#### [Provided text]

On November 30, 1939, the Soviet Union initiated a war against Finland. Rustambeyova participated in this war as a physician and served in military medical service in Karelia. After the war ended on March 12, 1940, she returned to Moscow and continued her work as a physician at the S.P. Botkin Clinic for Internal Medicine. However, on June 22, 1941, following Germany's attack on the Soviet Union, Rustambeyova was once again sent to serve in military medical service. She served as a physician-therapist in the therapeutic department of Field Hospital 214, Sanitary Directorate of the 3rd Army, in the Bryansk forests near Moscow.

In October 1941, her 214th Mobile Field Hospital became surrounded in the area near the settlement of Vidnoye. In December, during an attempt to break through to their own forces, she was wounded and captured near the city of Vyazma. While in captivity, she served as a doctor in a hospital for prisoners of war in the village of Lopatino, Vyazemsky District.

#### [Instructions]
1. In the passage about Rustambeyova, near which city was she wounded and captured?
2. Write the next part of the passage about Rustambeyova, picking up after its final sentence.
None of the lines that follow are needed for this work.

#### [Information shown]
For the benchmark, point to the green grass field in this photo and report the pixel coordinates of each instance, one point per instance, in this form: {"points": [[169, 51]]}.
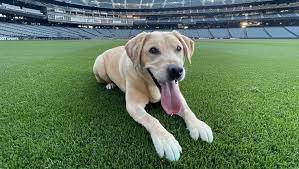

#### [Responses for each task]
1. Near the city of Vyazma.

2.
In February 1942, she escaped with a group of wounded individuals. She joined the partisans of the 1st Partisan Rifle Division titled "Dedushka" under the command of the partisan movement of the Smolensk Region and became the head of the unit's medical service.

On June 30, 1942, she was severely wounded and could not be evacuated. She is still considered missing.

== Legacy ==
Azerbaijani poet Mirvarid Dilbazi wrote the poem "Partisan Aliya" (1972), and sculptor Aslan Rustamov created a bust-portrait of Aliya (1962).

Photos, documents and letters related to Aliya Rustambeyova, and her inkwell and silver pen are preserved in the National Museum of History of Azerbaijan.